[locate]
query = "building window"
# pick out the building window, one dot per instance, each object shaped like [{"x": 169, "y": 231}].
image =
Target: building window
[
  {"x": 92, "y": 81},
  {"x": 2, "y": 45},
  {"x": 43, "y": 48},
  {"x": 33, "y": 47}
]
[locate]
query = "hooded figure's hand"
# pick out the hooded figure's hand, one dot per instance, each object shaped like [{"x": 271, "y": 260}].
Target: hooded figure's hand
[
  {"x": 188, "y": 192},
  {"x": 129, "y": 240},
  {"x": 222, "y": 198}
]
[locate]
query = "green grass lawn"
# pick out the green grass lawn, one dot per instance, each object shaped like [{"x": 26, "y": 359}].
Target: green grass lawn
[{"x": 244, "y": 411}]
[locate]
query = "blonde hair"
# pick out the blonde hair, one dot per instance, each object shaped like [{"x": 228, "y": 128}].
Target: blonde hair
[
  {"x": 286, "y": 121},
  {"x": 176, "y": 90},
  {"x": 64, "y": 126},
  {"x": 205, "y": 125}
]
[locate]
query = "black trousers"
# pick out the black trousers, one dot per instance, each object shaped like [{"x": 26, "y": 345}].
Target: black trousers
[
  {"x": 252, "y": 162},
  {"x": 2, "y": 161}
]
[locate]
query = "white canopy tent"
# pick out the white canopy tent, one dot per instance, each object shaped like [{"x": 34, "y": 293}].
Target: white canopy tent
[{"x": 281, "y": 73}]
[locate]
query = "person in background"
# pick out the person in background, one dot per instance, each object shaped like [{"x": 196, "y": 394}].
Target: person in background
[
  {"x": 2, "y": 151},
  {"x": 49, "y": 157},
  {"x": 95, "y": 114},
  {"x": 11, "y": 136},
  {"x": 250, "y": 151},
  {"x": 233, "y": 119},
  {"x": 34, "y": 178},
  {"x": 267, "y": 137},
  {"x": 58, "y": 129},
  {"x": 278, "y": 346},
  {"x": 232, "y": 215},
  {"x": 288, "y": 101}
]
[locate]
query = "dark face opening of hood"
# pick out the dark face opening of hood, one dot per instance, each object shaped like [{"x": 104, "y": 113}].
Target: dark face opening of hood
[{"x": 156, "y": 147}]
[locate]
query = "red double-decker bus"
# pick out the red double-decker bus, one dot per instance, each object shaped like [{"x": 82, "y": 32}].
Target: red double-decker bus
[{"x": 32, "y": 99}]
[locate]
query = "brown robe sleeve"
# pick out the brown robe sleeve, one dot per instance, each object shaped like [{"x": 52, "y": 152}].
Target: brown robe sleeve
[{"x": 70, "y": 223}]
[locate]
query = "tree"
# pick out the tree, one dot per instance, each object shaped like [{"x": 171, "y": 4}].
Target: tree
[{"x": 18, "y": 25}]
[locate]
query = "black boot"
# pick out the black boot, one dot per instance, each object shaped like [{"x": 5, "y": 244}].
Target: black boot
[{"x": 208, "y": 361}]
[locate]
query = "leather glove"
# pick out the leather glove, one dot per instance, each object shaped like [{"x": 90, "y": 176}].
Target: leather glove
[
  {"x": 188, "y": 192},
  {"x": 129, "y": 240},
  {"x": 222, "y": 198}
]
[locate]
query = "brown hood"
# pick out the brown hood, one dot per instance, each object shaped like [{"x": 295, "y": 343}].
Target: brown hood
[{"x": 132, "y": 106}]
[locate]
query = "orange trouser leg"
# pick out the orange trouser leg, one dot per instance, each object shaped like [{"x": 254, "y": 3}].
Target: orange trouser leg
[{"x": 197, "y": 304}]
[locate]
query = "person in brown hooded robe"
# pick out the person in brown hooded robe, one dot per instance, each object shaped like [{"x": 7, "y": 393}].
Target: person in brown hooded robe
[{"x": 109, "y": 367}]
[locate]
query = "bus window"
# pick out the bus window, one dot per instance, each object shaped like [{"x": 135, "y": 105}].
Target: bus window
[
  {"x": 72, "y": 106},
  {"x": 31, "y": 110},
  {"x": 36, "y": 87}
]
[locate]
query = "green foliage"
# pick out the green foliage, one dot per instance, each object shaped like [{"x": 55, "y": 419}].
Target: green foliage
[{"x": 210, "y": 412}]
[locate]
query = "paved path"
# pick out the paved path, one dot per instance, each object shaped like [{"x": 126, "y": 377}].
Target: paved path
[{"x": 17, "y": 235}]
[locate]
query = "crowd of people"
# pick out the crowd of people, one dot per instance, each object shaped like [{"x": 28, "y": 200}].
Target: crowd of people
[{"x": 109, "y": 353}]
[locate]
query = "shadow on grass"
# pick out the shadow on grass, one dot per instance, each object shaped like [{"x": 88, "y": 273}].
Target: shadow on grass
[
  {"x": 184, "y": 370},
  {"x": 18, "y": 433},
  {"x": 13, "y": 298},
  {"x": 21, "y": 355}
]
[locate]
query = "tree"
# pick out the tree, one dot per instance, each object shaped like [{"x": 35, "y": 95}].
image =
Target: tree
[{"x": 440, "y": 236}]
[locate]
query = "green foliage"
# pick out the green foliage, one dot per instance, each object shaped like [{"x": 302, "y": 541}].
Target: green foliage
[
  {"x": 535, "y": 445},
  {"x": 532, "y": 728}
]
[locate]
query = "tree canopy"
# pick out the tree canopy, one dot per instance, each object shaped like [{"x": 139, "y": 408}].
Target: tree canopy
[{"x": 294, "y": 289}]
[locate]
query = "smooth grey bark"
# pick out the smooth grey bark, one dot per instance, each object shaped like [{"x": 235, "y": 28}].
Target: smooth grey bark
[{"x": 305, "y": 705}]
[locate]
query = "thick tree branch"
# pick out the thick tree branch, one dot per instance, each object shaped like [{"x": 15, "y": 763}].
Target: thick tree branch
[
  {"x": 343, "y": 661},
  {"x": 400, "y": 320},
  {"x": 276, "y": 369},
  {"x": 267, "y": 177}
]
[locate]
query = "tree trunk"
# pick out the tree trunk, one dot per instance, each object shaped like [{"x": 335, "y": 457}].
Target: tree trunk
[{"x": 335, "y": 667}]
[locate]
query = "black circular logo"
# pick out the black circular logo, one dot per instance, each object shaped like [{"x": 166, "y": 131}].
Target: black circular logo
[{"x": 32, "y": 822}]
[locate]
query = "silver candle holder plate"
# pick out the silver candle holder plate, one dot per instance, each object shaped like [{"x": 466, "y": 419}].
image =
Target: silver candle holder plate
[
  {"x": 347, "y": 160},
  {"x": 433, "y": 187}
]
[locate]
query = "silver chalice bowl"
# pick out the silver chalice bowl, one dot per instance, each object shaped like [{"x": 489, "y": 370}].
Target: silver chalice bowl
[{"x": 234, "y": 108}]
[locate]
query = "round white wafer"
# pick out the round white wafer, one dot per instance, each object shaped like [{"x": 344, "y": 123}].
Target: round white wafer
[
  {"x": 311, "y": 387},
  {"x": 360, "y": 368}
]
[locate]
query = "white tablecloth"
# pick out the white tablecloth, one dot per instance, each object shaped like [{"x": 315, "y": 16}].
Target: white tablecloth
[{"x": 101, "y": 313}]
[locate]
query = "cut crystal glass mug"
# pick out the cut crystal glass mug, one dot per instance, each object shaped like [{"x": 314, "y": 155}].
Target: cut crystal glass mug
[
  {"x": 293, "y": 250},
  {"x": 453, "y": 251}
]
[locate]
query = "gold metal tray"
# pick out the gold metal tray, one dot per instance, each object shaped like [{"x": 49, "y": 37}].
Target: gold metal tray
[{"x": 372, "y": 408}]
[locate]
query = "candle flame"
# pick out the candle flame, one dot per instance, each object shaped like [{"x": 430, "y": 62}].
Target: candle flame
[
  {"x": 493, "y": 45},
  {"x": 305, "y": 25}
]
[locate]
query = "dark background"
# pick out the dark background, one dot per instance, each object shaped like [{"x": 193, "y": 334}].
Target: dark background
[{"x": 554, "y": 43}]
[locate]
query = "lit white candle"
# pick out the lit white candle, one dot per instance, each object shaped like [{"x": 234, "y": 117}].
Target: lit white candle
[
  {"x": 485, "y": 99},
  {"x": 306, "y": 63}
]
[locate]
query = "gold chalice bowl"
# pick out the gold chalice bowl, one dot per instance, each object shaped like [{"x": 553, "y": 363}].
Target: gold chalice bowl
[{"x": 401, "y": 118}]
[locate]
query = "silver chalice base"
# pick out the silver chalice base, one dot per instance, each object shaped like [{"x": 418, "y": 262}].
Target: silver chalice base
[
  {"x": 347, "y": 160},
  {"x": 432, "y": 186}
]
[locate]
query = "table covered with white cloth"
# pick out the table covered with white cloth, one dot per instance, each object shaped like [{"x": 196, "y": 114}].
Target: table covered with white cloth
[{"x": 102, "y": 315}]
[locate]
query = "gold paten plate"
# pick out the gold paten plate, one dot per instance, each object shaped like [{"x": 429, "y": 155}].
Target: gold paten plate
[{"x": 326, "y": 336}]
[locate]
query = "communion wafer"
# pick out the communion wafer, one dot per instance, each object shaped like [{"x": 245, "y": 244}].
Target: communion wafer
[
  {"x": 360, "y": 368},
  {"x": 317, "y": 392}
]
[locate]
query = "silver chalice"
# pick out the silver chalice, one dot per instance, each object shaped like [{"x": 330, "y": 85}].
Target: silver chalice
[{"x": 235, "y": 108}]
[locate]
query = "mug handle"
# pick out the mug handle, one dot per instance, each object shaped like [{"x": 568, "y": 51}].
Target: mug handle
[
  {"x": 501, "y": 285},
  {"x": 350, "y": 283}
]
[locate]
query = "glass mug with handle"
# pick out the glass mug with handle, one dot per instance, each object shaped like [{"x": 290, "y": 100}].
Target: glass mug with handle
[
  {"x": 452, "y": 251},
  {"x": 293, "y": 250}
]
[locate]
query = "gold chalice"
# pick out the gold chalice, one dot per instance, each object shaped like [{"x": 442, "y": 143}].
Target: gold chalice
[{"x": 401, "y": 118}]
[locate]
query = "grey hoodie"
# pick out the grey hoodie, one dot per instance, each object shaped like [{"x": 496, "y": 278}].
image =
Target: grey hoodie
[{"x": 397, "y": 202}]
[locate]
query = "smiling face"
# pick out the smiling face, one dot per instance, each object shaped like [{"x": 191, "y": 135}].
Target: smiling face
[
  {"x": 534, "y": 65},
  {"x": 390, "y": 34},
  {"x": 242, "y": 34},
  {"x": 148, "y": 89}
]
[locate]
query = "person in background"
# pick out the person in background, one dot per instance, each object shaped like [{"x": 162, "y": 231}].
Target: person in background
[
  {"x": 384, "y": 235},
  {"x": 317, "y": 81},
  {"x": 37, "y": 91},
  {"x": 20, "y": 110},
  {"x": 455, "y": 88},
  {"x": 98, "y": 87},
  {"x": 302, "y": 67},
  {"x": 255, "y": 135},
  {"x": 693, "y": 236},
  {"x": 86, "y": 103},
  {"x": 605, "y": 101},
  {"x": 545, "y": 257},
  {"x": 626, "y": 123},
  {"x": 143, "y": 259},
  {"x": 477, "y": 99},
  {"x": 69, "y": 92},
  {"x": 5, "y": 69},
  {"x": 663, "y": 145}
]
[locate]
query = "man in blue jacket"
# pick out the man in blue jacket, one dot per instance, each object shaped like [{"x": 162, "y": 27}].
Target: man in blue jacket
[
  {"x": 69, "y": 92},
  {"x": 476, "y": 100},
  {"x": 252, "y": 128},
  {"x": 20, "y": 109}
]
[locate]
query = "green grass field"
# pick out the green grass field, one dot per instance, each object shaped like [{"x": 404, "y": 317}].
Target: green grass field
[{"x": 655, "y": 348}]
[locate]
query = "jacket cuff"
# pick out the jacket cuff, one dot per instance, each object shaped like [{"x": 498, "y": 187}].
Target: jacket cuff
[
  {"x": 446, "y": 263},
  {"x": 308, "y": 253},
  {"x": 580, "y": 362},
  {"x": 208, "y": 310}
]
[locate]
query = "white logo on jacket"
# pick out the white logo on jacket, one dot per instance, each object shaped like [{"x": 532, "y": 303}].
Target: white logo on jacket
==============================
STATED PROBLEM —
Pick out every line of the lines above that contains the string "shadow", and copy each one.

EXERCISE SOLUTION —
query = "shadow on grass"
# pick out the shadow on grass, one dot per instance, each object shaped like [{"x": 88, "y": 273}].
Target: shadow on grass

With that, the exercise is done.